Document excerpt Block Start

Furthermore, a way could be provided to declare that a variable requires splitting. Maybe "typeset -W". This could even assert into how many pieces "typeset -W3 foo" means that expansions of foo are expected to undergo splitting, and it must be into three fields.

Then there could be a global diagnostic option (similar to set -u and set -e) which diagnoses all unquoted expansions of variables, except for the -W and -w ones. The -w ones are diagnosed if they are subject to splitting, and splitting actually occurs. The -W ones are diagnosed if they quoted, or if they are unquoted and splitting doesn't produce the required number of pieces, if specified.


It's also a good idea to check your complex scripts before run with awesome shellcheck tool. http://www.shellcheck.net/


Thanks for this!

https://github.com/koalaman/shellcheck

and `brew install shellcheck`


To be honest, the build time required for this (and usually GHC as well) get really annoying. Especially for simple updates.


Does homebrew not support precompiled binaries?


Yep, it does and installing shellcheck took about four seconds for me.


Yes, but for use in a CI it's a real drag


Why is that? Are the download servers slow?


http://mywiki.wooledge.org/BashFAQ/105:

> Why doesn't set -e (or set -o errexit, or trap ERR) do what I expected?

> set -e was an attempt to add "automatic error detection" to the shell. Its goal was to cause the shell to abort any time an error occurred, so you don't have to put || exit 1 after each important command. That goal is non-trivial, because many commands intentionally return non-zero.

http://mywiki.wooledge.org/BashFAQ/112:

> What are the advantages and disadvantages of using set -u (or set -o nounset)?

> Bash (like all other Bourne shell derivatives) has a feature activated by the command set -u (or set -o nounset). When this feature is in effect, any command which attempts to expand an unset variable will cause a fatal error (the shell immediately exits, unless it is interactive).

pipefail is not quite as bad, but is nevertheless incompatible with most other shells.


The example given in the article:

grep some-string /some/file | sort

is a good example of why -e and pipefail are dangerous. grep will return an error status if it gets an error (e.g. file not found) or if it simply fails to find any matches. With -e and pipefail, this command will terminate the script if there happen to be no matches, so you have to use something like || true at the end... which completely breaks the exit-on-error behavior that was the point of the exercise.

Solution: do proper error checking.


From the first link (105).

> GreyCat's personal recommendation is simple: don't use set -e. Add your own error checking instead.

> rking's personal recommendation is to go ahead and use set -e, but beware of possible gotchas. It has useful semantics, so to exclude it from the toolbox is to give into FUD.


To be honest, I think traditional shells are now only good for environments where you know you aren’t doing anything too weird and all the most likely inputs work as expected without a lot of effort. This is spending time wisely; just because everything except a zero can technically be part of a Unix filename doesn’t mean that I want to invest hours or days making damn sure everything works for pathological cases.

If I actually do want to guard against every case imaginable, I immediately switch to Python or some other language that at least knows how to quote things unambiguously without a lot of effort.


Shell is a lot better than the other languages I know at many tasks involving I/O redirection, spawning programs, etc. It's kind of arcane, but so are the APIs for doing that stuff in other scripting languages. I'm eagerly awaiting some new contender in the system scripting language arena though.

Document excerpt Block End

**What you will do**
a - According to the shell scripting thread, how long did installing shellcheck take for the commenter who replied "Yep, it does"?
b - List every web address that appears in the shell scripting thread.

Information supplied Block Start

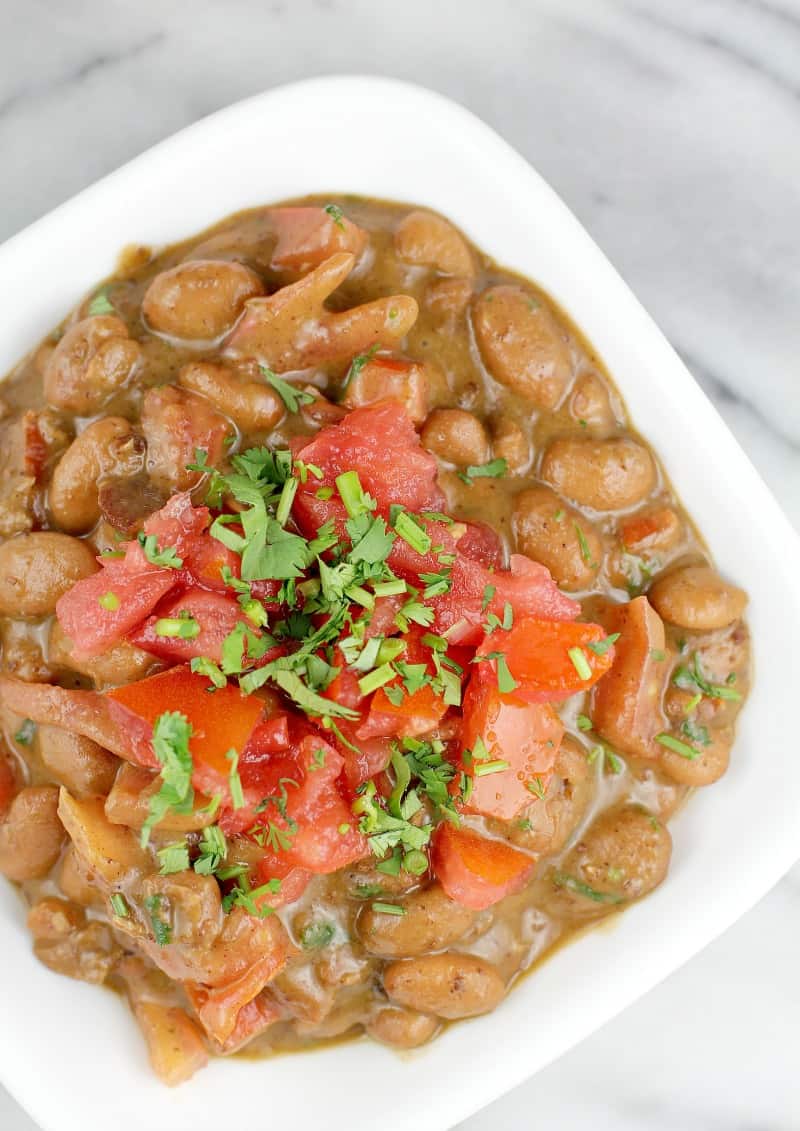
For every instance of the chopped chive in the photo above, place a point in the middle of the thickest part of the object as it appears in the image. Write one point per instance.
(600, 647)
(679, 748)
(495, 767)
(376, 679)
(579, 663)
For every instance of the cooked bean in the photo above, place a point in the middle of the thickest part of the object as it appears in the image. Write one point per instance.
(522, 344)
(590, 405)
(457, 437)
(175, 424)
(36, 569)
(251, 405)
(547, 825)
(32, 835)
(602, 474)
(713, 748)
(76, 762)
(123, 663)
(198, 301)
(108, 447)
(67, 944)
(388, 377)
(622, 856)
(431, 922)
(402, 1028)
(428, 240)
(555, 534)
(696, 597)
(510, 442)
(447, 299)
(447, 985)
(93, 360)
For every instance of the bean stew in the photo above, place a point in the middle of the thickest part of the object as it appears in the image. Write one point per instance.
(355, 650)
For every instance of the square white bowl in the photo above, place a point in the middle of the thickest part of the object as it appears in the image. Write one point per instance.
(69, 1052)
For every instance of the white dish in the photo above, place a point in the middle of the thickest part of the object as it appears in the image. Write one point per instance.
(71, 1054)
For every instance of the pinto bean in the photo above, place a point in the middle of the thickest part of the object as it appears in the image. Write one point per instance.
(93, 360)
(431, 922)
(697, 598)
(622, 856)
(446, 985)
(175, 424)
(555, 534)
(602, 474)
(456, 436)
(198, 301)
(32, 835)
(251, 405)
(68, 944)
(76, 762)
(590, 405)
(109, 447)
(402, 1028)
(509, 442)
(522, 344)
(121, 664)
(428, 240)
(36, 569)
(548, 823)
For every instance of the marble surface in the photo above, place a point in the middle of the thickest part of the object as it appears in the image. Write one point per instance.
(672, 129)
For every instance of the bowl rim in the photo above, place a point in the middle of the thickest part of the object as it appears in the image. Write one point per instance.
(449, 137)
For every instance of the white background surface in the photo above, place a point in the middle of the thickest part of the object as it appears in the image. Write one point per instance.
(672, 129)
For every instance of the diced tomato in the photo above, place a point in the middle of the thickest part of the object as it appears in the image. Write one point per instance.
(216, 615)
(378, 441)
(307, 236)
(527, 587)
(205, 559)
(525, 736)
(221, 721)
(302, 818)
(538, 654)
(475, 871)
(99, 611)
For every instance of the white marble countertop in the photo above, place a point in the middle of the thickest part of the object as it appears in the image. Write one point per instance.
(672, 129)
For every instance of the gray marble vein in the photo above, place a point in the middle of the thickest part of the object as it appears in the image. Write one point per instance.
(672, 129)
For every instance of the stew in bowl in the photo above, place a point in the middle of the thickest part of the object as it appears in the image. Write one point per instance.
(355, 649)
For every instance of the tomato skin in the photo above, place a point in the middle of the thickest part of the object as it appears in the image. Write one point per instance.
(221, 719)
(381, 443)
(216, 614)
(538, 656)
(476, 871)
(525, 735)
(526, 586)
(314, 810)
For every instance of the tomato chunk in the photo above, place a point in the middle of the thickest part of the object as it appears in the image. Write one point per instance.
(221, 721)
(521, 741)
(551, 659)
(214, 614)
(475, 871)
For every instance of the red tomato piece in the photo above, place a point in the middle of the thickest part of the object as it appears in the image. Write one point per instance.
(525, 736)
(475, 871)
(538, 654)
(527, 587)
(308, 236)
(302, 817)
(378, 441)
(221, 721)
(216, 615)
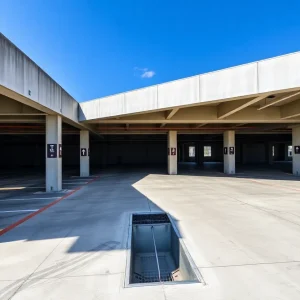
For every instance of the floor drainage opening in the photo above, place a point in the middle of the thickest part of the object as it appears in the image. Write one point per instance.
(157, 254)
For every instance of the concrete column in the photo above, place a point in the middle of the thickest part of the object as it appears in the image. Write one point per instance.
(296, 150)
(229, 152)
(172, 152)
(53, 154)
(84, 153)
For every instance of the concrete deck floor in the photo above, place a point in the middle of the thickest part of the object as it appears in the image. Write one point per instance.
(243, 233)
(22, 192)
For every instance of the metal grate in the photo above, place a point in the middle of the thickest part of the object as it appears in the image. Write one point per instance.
(150, 219)
(149, 270)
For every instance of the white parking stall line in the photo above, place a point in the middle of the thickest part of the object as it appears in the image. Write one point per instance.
(22, 199)
(14, 211)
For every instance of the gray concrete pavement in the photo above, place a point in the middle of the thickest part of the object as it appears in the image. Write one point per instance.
(243, 233)
(22, 193)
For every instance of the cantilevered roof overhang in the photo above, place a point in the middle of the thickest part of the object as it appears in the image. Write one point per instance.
(247, 85)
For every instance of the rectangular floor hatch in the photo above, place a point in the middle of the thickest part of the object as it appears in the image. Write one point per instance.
(156, 252)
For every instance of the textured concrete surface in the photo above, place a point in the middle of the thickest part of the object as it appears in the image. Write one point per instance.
(242, 232)
(23, 193)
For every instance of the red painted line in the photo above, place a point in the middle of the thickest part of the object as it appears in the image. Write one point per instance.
(275, 185)
(14, 225)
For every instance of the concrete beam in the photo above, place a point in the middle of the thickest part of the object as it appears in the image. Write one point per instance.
(278, 101)
(227, 109)
(203, 114)
(200, 125)
(290, 110)
(171, 113)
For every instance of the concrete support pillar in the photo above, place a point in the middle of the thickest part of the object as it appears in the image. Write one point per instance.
(172, 152)
(296, 150)
(229, 152)
(84, 153)
(53, 154)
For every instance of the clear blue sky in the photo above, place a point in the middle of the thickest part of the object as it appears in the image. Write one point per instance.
(102, 47)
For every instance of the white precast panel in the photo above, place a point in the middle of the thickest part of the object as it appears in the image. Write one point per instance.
(229, 83)
(69, 107)
(21, 75)
(279, 73)
(11, 66)
(141, 100)
(31, 79)
(49, 92)
(103, 107)
(179, 92)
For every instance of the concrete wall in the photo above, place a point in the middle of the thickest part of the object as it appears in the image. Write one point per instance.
(137, 153)
(269, 75)
(20, 74)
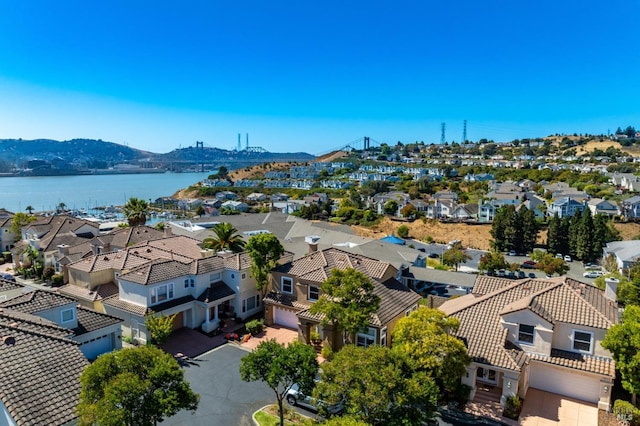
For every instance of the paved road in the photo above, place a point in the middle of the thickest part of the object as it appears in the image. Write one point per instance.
(224, 398)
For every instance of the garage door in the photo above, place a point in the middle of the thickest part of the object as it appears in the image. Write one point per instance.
(178, 321)
(285, 318)
(564, 382)
(96, 347)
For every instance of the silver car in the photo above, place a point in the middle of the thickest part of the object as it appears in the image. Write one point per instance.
(296, 397)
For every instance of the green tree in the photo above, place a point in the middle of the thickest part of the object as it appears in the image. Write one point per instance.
(160, 327)
(134, 386)
(403, 231)
(623, 340)
(19, 221)
(225, 238)
(347, 300)
(391, 207)
(492, 260)
(265, 251)
(455, 256)
(426, 336)
(528, 226)
(378, 385)
(280, 367)
(136, 211)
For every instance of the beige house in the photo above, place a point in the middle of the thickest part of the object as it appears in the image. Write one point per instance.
(296, 285)
(539, 333)
(170, 275)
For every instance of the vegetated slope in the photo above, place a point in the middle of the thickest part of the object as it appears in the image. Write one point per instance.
(474, 236)
(72, 151)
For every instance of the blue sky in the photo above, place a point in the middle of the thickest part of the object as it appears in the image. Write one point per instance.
(314, 76)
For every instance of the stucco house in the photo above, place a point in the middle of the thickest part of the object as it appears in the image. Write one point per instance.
(40, 371)
(600, 206)
(171, 275)
(565, 207)
(95, 332)
(296, 285)
(539, 333)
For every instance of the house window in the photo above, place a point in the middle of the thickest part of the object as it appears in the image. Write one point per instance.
(367, 338)
(582, 341)
(383, 336)
(162, 293)
(314, 292)
(525, 333)
(67, 315)
(287, 285)
(250, 303)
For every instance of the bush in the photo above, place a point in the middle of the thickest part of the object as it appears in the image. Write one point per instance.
(512, 407)
(57, 280)
(626, 412)
(327, 352)
(254, 326)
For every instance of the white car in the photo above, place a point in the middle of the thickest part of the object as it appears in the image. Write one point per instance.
(296, 397)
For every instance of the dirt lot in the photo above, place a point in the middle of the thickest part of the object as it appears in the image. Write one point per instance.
(474, 236)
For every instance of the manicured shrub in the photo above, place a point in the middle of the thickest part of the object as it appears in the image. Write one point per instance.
(255, 326)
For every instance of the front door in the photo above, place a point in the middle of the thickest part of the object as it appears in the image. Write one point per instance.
(487, 375)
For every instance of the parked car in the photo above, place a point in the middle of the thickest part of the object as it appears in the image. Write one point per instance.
(296, 397)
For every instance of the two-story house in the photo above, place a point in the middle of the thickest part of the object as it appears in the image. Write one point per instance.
(171, 275)
(296, 285)
(539, 333)
(96, 333)
(565, 207)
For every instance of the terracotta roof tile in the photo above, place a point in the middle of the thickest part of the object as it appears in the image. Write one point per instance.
(40, 374)
(556, 300)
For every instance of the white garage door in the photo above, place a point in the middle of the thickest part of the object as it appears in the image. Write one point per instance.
(92, 349)
(564, 382)
(285, 318)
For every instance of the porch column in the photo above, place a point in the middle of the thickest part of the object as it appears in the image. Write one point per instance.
(469, 379)
(509, 386)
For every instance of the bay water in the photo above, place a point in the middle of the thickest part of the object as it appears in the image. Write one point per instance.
(87, 192)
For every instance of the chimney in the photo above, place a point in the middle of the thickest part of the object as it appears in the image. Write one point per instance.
(611, 288)
(312, 240)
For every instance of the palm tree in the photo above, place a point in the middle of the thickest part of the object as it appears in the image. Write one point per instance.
(226, 238)
(136, 211)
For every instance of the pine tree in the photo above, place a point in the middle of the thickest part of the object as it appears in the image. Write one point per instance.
(584, 242)
(554, 234)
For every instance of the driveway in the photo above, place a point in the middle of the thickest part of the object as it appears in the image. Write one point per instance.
(224, 398)
(545, 408)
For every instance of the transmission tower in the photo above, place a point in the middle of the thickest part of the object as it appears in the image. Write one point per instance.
(200, 148)
(464, 132)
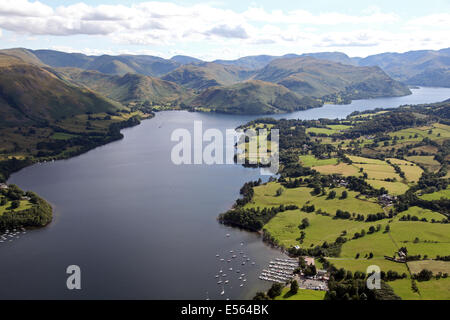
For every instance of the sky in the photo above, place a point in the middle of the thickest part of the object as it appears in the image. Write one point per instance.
(226, 29)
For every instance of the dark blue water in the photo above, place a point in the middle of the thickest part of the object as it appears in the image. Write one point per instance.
(141, 227)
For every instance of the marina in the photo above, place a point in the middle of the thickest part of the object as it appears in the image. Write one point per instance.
(10, 235)
(279, 271)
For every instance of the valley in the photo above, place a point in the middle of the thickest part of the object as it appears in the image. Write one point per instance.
(350, 197)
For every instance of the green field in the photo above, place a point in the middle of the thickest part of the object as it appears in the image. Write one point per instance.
(341, 168)
(265, 196)
(435, 289)
(302, 294)
(362, 264)
(427, 161)
(63, 136)
(404, 290)
(421, 213)
(437, 195)
(362, 160)
(439, 132)
(284, 227)
(328, 130)
(433, 265)
(395, 188)
(311, 161)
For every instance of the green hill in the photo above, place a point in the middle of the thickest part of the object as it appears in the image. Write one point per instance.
(33, 95)
(252, 97)
(308, 76)
(118, 65)
(127, 88)
(205, 75)
(423, 67)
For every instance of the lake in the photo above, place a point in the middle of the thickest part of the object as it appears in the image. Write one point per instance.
(141, 227)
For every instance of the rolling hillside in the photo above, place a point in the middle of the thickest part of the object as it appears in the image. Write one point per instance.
(128, 88)
(31, 95)
(205, 75)
(425, 67)
(252, 97)
(118, 65)
(308, 76)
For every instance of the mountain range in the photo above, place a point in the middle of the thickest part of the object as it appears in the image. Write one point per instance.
(62, 83)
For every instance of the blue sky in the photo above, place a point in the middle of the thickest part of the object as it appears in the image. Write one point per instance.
(225, 29)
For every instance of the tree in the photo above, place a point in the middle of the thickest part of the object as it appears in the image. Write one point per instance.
(294, 287)
(279, 192)
(275, 290)
(305, 224)
(425, 275)
(15, 204)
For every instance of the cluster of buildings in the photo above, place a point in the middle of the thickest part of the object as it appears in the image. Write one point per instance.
(387, 200)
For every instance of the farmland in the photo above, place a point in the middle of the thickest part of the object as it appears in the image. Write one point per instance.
(358, 202)
(302, 294)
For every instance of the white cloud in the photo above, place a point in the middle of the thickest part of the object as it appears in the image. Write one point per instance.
(24, 8)
(441, 20)
(210, 26)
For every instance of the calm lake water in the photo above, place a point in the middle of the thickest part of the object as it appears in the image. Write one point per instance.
(141, 227)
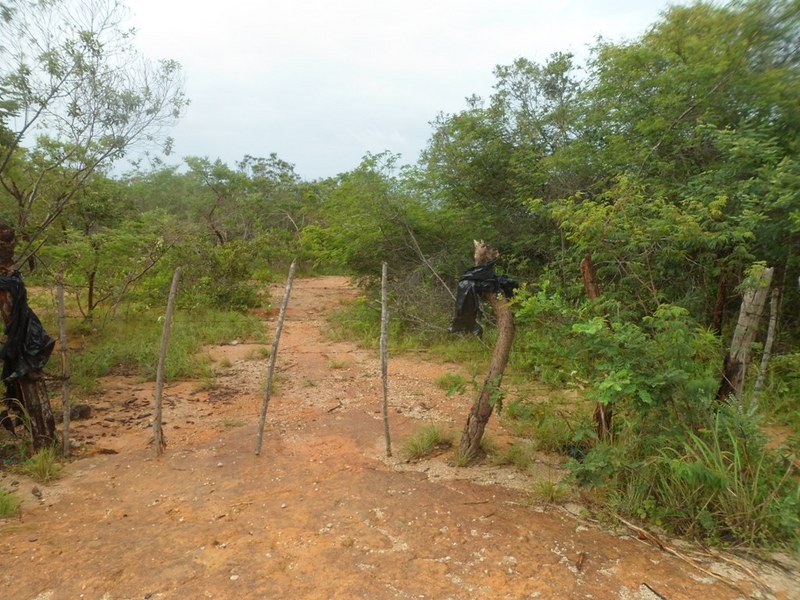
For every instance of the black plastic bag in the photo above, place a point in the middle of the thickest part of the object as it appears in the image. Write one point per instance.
(471, 285)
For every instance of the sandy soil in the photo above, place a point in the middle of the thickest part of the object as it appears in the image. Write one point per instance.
(322, 512)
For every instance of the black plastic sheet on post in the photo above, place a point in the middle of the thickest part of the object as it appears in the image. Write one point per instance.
(474, 282)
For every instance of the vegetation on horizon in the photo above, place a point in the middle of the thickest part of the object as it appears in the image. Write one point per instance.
(670, 160)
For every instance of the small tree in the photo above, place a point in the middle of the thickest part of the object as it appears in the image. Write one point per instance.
(484, 403)
(75, 96)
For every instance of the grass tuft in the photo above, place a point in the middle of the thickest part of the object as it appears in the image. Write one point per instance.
(9, 504)
(425, 441)
(44, 465)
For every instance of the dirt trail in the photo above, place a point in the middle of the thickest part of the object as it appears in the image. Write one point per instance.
(321, 513)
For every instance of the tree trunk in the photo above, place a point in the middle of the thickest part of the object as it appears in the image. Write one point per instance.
(589, 278)
(603, 413)
(32, 391)
(735, 366)
(484, 404)
(773, 325)
(719, 304)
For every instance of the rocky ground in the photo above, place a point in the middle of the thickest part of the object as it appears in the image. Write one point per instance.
(322, 512)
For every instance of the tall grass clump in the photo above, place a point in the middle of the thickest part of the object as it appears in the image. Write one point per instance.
(44, 465)
(675, 456)
(425, 441)
(723, 484)
(130, 346)
(9, 504)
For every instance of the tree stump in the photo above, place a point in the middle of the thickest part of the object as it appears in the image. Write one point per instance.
(470, 447)
(36, 402)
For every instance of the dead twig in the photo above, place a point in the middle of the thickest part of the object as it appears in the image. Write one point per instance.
(646, 535)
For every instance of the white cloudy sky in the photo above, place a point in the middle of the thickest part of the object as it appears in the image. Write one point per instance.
(323, 82)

Information supplied Block End

**Answer section**
a - About four seconds.

b -
http://www.shellcheck.net/
https://github.com/koalaman/shellcheck
http://mywiki.wooledge.org/BashFAQ/105
http://mywiki.wooledge.org/BashFAQ/112